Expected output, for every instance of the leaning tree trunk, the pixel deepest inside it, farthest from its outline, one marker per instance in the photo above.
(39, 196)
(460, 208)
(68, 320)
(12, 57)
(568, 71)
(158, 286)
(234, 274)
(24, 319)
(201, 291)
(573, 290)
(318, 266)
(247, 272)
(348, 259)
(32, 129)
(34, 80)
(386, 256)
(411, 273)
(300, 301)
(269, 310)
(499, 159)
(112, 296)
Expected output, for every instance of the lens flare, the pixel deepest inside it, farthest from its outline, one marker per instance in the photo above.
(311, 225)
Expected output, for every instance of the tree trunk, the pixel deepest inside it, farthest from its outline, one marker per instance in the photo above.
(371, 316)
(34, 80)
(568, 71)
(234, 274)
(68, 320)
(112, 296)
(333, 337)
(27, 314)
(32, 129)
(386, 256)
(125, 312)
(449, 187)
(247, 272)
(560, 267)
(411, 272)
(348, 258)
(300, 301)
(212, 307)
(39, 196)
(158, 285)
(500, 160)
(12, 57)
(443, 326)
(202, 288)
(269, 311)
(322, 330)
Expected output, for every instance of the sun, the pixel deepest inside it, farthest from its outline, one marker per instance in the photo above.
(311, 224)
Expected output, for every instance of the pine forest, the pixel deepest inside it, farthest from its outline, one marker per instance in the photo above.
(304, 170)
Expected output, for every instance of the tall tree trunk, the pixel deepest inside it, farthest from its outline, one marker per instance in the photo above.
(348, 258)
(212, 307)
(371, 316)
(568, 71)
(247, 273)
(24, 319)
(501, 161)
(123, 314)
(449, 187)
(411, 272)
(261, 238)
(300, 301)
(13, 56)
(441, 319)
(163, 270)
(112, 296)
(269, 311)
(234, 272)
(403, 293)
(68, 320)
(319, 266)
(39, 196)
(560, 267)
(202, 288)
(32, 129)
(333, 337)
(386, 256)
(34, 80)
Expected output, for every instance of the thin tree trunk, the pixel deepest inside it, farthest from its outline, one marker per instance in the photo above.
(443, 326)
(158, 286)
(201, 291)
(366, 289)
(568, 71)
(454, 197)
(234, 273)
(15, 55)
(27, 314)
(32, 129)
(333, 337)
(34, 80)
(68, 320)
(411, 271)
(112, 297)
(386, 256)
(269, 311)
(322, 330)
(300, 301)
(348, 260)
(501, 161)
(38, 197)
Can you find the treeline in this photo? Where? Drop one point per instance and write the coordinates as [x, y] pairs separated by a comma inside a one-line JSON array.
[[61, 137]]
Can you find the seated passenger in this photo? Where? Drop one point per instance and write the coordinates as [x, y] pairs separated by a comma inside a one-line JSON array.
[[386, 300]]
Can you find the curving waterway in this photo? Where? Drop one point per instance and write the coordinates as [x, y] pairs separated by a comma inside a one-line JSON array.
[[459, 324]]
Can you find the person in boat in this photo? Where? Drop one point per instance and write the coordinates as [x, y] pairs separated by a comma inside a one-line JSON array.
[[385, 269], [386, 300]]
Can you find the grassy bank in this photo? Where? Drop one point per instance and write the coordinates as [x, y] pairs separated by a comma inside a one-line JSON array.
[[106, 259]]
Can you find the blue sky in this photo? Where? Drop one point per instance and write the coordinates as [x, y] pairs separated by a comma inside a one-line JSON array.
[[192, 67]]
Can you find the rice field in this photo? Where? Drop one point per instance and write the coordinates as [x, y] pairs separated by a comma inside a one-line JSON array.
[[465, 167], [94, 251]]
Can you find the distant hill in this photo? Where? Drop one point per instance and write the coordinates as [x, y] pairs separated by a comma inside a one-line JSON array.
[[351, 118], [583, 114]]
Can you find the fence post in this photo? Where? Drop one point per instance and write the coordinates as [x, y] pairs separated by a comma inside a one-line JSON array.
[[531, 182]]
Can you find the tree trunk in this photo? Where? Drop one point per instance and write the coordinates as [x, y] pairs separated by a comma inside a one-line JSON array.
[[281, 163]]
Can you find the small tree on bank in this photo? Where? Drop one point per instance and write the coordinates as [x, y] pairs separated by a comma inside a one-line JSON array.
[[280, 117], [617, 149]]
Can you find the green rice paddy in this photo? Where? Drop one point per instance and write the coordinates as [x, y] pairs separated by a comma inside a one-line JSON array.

.....

- Objective -
Return the lines beginning at the one that contains "Can you find the distant" and continuing through the last line of the data, exactly as they stand and without any others.

- Full response -
Can you find the distant hill in this photo? Where? Drop one point per instance and write the coordinates as [x, y] pairs separated by a comma inside a one-line JSON array.
[[351, 118], [583, 114]]
Can you find the fence post in this photo? Where? Drop one point per instance and write the coordinates as [x, y] pairs separated by a comma inside a one-line JSON array.
[[531, 182]]
Can you find the tree trunk in this photo? Where? Drop one point per instance and write the coordinates as [x, y] pairs separated by a comma inside a one-line JSON array.
[[281, 163]]
Can you find the small tree on bank in this photo? Where? Drop one point per instance and write the coordinates as [x, y] pairs separated by a comma inside a one-line JSON array.
[[280, 117], [617, 149]]
Can you find the green rice paddy in this photo? Where? Drop one point per instance and write the coordinates as [x, y] pairs separated by a comma inside a one-line JSON array.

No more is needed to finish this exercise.